• Data for the task:
Content starts

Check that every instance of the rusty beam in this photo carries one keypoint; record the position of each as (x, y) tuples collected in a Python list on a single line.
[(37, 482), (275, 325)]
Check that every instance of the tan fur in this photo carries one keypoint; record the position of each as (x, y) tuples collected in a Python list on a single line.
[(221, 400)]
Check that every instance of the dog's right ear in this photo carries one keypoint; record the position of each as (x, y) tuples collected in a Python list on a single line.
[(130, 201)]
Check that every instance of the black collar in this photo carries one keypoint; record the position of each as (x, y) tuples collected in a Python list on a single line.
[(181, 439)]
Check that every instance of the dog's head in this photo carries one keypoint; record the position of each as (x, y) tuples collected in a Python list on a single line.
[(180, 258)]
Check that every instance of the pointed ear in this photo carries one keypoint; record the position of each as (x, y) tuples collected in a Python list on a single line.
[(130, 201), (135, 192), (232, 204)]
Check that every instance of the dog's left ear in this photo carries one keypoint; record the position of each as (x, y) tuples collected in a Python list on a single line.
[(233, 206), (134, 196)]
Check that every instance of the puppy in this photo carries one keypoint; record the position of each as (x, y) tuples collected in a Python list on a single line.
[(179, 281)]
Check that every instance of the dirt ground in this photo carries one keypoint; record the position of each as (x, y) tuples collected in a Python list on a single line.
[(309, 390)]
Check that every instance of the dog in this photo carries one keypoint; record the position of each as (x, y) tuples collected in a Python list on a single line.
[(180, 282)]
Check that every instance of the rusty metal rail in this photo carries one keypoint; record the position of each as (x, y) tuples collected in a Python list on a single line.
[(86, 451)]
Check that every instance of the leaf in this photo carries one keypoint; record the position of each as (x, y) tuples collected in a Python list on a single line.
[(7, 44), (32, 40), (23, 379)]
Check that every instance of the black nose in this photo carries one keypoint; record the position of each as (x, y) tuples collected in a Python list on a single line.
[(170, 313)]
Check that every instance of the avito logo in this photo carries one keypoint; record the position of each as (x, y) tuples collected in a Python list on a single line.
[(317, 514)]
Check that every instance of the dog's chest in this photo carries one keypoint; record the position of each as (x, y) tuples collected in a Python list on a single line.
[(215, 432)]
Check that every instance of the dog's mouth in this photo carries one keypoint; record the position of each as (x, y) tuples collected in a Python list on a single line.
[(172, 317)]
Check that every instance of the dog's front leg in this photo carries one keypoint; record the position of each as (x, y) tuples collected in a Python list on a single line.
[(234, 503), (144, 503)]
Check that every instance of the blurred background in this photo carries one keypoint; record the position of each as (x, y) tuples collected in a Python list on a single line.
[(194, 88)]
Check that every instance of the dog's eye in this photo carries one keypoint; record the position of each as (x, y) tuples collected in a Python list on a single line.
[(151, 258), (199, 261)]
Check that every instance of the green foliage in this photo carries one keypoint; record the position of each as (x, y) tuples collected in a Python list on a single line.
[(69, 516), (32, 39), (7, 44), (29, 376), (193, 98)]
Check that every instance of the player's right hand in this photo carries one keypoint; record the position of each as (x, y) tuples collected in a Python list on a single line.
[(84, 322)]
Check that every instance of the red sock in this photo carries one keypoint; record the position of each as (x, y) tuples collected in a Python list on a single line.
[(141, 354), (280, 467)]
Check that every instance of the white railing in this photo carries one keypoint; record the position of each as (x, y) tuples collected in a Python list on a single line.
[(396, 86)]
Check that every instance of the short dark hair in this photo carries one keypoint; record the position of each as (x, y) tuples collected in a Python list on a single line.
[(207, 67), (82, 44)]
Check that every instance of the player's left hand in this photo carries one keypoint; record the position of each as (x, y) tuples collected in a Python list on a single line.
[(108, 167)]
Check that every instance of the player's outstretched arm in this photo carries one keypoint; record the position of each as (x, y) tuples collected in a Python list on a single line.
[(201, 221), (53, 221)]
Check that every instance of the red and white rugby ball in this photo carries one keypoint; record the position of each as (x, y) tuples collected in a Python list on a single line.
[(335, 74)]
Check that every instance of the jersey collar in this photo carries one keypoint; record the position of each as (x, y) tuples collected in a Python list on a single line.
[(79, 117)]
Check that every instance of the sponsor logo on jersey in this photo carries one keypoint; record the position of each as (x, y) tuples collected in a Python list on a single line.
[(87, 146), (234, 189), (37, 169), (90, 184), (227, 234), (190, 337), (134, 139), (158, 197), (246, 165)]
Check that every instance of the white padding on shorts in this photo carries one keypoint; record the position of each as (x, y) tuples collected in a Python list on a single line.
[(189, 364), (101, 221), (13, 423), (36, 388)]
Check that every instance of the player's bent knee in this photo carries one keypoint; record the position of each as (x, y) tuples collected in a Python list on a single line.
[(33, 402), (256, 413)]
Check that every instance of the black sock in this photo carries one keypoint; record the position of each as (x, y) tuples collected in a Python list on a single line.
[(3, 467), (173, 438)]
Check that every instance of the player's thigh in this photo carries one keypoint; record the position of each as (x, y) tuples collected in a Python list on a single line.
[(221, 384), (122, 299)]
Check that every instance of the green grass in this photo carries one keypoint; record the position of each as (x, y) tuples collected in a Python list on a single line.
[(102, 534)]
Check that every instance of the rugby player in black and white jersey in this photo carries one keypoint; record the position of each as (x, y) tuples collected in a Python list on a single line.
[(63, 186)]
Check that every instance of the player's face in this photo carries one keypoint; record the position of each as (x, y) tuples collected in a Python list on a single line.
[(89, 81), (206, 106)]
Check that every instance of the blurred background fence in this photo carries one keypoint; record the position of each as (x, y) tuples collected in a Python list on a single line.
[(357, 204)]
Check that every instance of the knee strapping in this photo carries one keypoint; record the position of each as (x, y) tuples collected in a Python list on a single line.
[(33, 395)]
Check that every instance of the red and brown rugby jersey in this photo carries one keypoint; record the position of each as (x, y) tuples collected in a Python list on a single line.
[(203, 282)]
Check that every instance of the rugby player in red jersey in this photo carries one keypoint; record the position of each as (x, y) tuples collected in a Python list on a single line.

Content ends

Set down each line exactly as it appears in the data.

Check that every instance of the rusty beam in this photo carries one keypoint; record the position of each as (x, y) tuples collected in a Python list on a single line.
[(37, 482), (275, 325)]
Check that every instance of the tan fur in this photo carries one keypoint; record the position of each as (x, y) tuples collected in a Python list on a single line.
[(221, 400)]
Check that every instance of the dog's right ear in this photo carries one keypoint; record the position of each as (x, y) tuples collected in a Python list on a single line.
[(130, 201)]
Check that every instance of the black collar in this photo carries one keypoint; record the position of each as (x, y) tuples collected in a Python list on a single line.
[(181, 439)]
Check that every instance of the dog's head in this photo carries one keypoint; record the position of each as (x, y) tuples collected in a Python list on a single line.
[(180, 258)]
Check that every instance of the pointed ear in this photo carries one keypoint; record the position of each as (x, y) tuples collected in a Python list on a single line.
[(130, 201), (135, 192), (232, 204)]
Check that every instance of the dog's left ear in this photo carries one keypoint; record the position of each as (x, y) tuples collected in a Python list on a single line.
[(233, 206), (134, 196)]
Check that every instance of the puppy in this photo carries one keypoint; record the position of each as (x, y) tuples collected in a Python list on a single line.
[(179, 281)]
Check that every instance of the dirt ground in this photo carries one keypoint; record the position of each as (x, y) tuples collected in a Python list on a single line.
[(309, 390)]
Check that every instance of the dog in this photo carries one keypoint; record the position of each as (x, y) tuples collected in a Python list on a single line.
[(180, 282)]
Check that every instance of the rusty metal rail in this photo carries one keypoint; record the position of each as (x, y) tuples collected in a Python list on a single line.
[(86, 451)]
Check that every instance of the leaf in this photo carries one keypoint; record the position of each as (x, y) tuples collected in a Python list on a single line.
[(7, 44), (32, 40), (23, 379)]
Check that every instance of the black nose in this photo carries one keypoint; record the position of each as (x, y) tuples collected in a Python list on a single line.
[(170, 313)]
Check that every instance of the avito logo in this photo carries one keypoint; record the position of each as (x, y) tuples collected in a Python list on a single line.
[(317, 514)]
Check that every instance of the dog's chest in this photo carries one keypoint; record the position of each as (x, y) tuples collected in a Python list on a single line.
[(215, 432)]
Check that every instance of the dog's mouth in this photo carries one keypoint; record the position of each as (x, y) tuples collected in a Python list on a single line.
[(172, 317)]
Check that every instance of the dog's front leg in this photo carries one keypoint; record the position of each as (x, y) tuples collected in a Python list on a single line.
[(234, 503), (144, 503)]
Check that every instance of the blurred background in this photo carries one keypoint; record the position of each as (x, y) tuples collected in a Python list on a single line.
[(194, 88)]
Check that every instance of the dog's eye in this photo carries one keypoint; record the position of each as (x, y) tuples collected in a Python list on a single line.
[(151, 258), (199, 261)]
Check that every instance of the green foliage in this photo carries one keypoint; record the position of each as (x, y) tuples collected in a Python list on a single line.
[(69, 516), (32, 39), (7, 44), (29, 376), (193, 98)]
Check that every instance of the player's right hand in this photo carries one keypoint; record the position of each as (x, y) tuples collected in a Python list on a single line.
[(84, 322)]
Check that every instance of the red sock in this photo carries one keypoint; record the position of each as (x, y) tuples collected in a Python list on a single line.
[(141, 354), (280, 467)]
Check that every instance of the white railing in this photo carries one keypoint; record the position of each as (x, y) tuples collected in a Python list on a single line.
[(396, 86)]
Check that every instance of the short dark hair in this photo carries one keypoint; record the position of each as (x, y) tuples collected in a Python list on a single line.
[(207, 67), (82, 44)]
Check that every instance of the player's left hand in this photo carries one keypoint; record the position of each as (x, y) tuples collected in a Python list on a single line.
[(108, 167)]
Check that every instance of the player's outstretched arm in this photo carries one keypoint; record the position of each as (x, y) tuples collected in a Python list on a single line.
[(201, 221), (53, 221)]
Check that every instance of the red and white rugby ball in this photo carries one keypoint; record the position of each as (x, y) tuples collected in a Python list on a single line.
[(335, 74)]
Check that every instance of the jersey collar in this photo carries one keypoint; record the position of each as (x, y) tuples collected in a Python list on a single line.
[(79, 117)]
Check that every instance of the sponsor logo on jersey in this photo carries one keypoint; record the position of each as (x, y) tuples collected in a Python list on a single line.
[(87, 146), (234, 189), (37, 169), (90, 184), (227, 234), (190, 337), (134, 139), (158, 197), (246, 165)]
Check that every instance of the white padding on shorts in this photo carries one keypoint; record the position of each as (x, y) tuples collected in a Python list on a single line.
[(189, 364), (101, 221), (13, 423), (36, 388)]
Check that every instance of the player's bent knee in this photo carries one keypoint; record the position of each as (x, y) tuples collected in a Python list on a single line.
[(33, 402), (256, 413)]
Check that every instance of the black sock in this photo carries one keypoint; record the position of each as (x, y) tuples collected in a Python list on a single line.
[(3, 467), (173, 438)]
Check that every instance of the player's thigh in this photo carries one keypoint; record the position of each as (x, y) tuples collected in a Python list on a single line.
[(221, 384), (122, 299)]
Check that every instance of the green grass in this photo carries one keypoint; record the position of each as (x, y) tuples collected in a Python list on a single line.
[(102, 534)]
Check that every instance of the rugby player in black and white jersey in this photo carries one keypoint; record the position of each as (x, y) tuples collected in a Python list on a single line.
[(63, 186)]
Check that every instance of the player's face in this photo carries one keypoint; record the position of each as (x, y) tuples collected in a Python list on a single line.
[(89, 81), (206, 106)]
Check that every instance of the blurred background fence in this photo carries one keypoint; record the position of each as (x, y) tuples collected in a Python list on a single line.
[(357, 204)]
Check that every instance of the knee strapping in this photo carries one keypoint; record the position of each as (x, y) tuples collected in a Python list on a single line.
[(33, 395)]
Check that every instance of the red and brown rugby jersey in this photo carries one keypoint; record the position of each as (x, y) tuples collected in a Python list on a single line.
[(203, 282)]
Check that every instance of the rugby player in red jersey in this photo carries one keypoint; record the position of each as (x, y) tuples collected in a Python list on a single line.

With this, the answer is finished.